View Single Post
  #34  
Old 08-29-2021, 03:13 PM
ramairthreegto's Avatar
ramairthreegto ramairthreegto is offline
Senior Chief
 
Join Date: Jun 2009
Posts: 371
Default

Sad, but I think it’s just the nature of our hobby.

If you were an affluent professional in your mid-30s that could buy whatever you wanted at the peak power of the muscle car years, say 35 in 1970,
With a lifelong love of the cars, you are now half a dozen years or so above the average age of a man passing away in America, and about a one in five chance of dying any given year.

The guys that graduated college with a great job for a couple years or got back from VN and working a good job and starting a family around then are hitting the average lifespan age around one in 15.

They guys just getting their learners permit then and drooling over those cars and their first girlfriend are retiring and about one in 40.

◆ Task list:
• a. In the forum post, rewrite the passage from "Sad, but I think" up to and including "about one in 40.", replacing "muscle car" with "classic car".
• b. Extend the forum post about aging car enthusiasts beyond its final sentence.

◆ Dataset excerpts:

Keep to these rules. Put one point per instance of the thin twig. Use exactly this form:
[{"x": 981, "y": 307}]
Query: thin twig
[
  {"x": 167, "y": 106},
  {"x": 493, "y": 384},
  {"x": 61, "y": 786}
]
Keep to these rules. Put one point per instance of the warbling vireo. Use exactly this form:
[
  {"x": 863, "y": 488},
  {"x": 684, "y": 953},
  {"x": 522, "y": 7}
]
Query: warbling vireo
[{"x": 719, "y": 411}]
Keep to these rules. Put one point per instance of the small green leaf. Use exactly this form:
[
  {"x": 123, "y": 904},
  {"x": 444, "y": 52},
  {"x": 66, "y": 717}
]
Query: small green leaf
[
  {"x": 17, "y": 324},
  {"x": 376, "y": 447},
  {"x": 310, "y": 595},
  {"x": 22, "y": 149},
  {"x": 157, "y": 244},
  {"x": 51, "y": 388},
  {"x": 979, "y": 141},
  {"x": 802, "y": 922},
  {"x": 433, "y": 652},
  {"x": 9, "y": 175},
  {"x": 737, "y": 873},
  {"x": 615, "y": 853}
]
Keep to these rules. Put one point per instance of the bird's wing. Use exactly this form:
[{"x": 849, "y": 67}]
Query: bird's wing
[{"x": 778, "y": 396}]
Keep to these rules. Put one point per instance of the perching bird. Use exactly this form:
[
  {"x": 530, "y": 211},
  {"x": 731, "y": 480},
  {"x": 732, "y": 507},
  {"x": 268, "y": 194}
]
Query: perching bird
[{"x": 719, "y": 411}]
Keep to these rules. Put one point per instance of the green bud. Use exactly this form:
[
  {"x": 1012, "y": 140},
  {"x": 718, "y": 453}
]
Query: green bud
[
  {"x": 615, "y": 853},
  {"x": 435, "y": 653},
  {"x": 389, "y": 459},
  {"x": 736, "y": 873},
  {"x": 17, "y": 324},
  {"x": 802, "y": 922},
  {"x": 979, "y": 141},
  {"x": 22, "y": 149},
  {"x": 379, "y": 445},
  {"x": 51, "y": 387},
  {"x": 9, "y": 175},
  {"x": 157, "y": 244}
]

◆ Answer list:
• a.
Sad, but I think it’s just the nature of our hobby.

If you were an affluent professional in your mid-30s that could buy whatever you wanted at the peak power of the classic car years, say 35 in 1970,
With a lifelong love of the cars, you are now half a dozen years or so above the average age of a man passing away in America, and about a one in five chance of dying any given year.

The guys that graduated college with a great job for a couple years or got back from VN and working a good job and starting a family around then are hitting the average lifespan age around one in 15.

They guys just getting their learners permit then and drooling over those cars and their first girlfriend are retiring and about one in 40.

• b.
Those of us conceived in the back seat of one or driven home from the hospital after being born in one, that lusted after the old ones compare to the decade plus of crap factory power are in our 50s and about one in 200 chance of passing away each year. Kind of the age where you start hearing about guys getting cancer or having a heart attack.

The Millenials are in their 30s hitting the 40s and had worse benefits, pensions, insurance costs, housing costs, medical costs, wage stagnation, etc. and combined with increasing costs of this era of car have been kind of priced out. With only a one in 700 chance.

Gen Z has just gotten their license or still early in their lives in their 20s. The shift of good careers, jobs, etc. Overseas leaving many in the service economy, and H1Bs killing wages for the stateside STEM types, and illegal labor killing a lot of good money in the trades and labor market, keeps a lot of them out of the market. If they truly are a performance coupe type, they can drop 20-25K on a Toyota 86, Challenger RT, Mustang GT, or Camaro SS with low mileage and a warranty and have performance, handling, safety, features, braking, and reliability off the charts compared to a muscle car era vehicle. Even less could be spent. If they need more room a Charger or whatever. And about a 1699 out of 1700 chance of being around next year.

Even the ones I have seen inherit an old muscle car are way more likely to sell it.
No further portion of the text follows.